◆ To do:
Go through the listing below and return each line that includes "stem".

◆ Information provided:
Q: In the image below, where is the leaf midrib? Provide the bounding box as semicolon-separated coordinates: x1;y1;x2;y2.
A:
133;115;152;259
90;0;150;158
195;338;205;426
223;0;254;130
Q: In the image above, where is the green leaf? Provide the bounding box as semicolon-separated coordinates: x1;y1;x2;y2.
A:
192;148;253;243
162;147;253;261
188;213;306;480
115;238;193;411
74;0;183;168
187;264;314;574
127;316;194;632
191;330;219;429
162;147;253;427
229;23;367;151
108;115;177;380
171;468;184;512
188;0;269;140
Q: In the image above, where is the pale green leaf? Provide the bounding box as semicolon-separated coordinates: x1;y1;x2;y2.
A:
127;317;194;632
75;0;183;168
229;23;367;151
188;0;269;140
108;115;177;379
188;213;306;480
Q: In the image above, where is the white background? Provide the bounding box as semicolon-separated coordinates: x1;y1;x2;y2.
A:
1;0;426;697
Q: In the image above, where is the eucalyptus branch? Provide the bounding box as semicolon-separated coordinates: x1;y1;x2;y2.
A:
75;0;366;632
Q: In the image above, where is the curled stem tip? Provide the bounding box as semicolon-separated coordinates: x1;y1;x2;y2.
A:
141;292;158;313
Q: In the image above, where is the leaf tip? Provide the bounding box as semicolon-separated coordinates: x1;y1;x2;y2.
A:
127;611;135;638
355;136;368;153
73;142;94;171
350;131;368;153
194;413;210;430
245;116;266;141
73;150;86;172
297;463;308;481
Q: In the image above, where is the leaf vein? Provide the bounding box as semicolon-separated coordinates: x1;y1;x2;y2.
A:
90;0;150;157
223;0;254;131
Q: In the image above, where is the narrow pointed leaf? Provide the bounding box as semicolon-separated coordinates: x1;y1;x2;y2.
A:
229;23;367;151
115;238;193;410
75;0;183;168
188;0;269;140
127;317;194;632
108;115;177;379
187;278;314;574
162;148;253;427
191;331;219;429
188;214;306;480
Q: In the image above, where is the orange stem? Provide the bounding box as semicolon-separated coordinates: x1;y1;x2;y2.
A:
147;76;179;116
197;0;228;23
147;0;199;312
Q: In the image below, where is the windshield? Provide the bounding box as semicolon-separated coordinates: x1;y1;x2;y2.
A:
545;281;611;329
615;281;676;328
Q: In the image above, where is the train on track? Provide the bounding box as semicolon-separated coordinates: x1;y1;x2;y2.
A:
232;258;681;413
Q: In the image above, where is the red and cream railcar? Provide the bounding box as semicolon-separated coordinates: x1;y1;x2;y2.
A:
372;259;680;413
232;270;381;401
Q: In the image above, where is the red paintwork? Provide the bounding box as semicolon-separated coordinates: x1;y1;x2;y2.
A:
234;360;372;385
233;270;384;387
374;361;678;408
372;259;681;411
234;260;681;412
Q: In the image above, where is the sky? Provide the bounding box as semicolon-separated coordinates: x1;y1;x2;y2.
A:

◆ Output of the task:
Q: In the image above, where is the curled stem tip? Provide the bounding box as semicolon-separated coordinates: x1;y1;x2;y2.
Q: In the image above, where is the orange stem? Provide the bounding box as semicolon-separated coordinates: x1;y1;x2;y2.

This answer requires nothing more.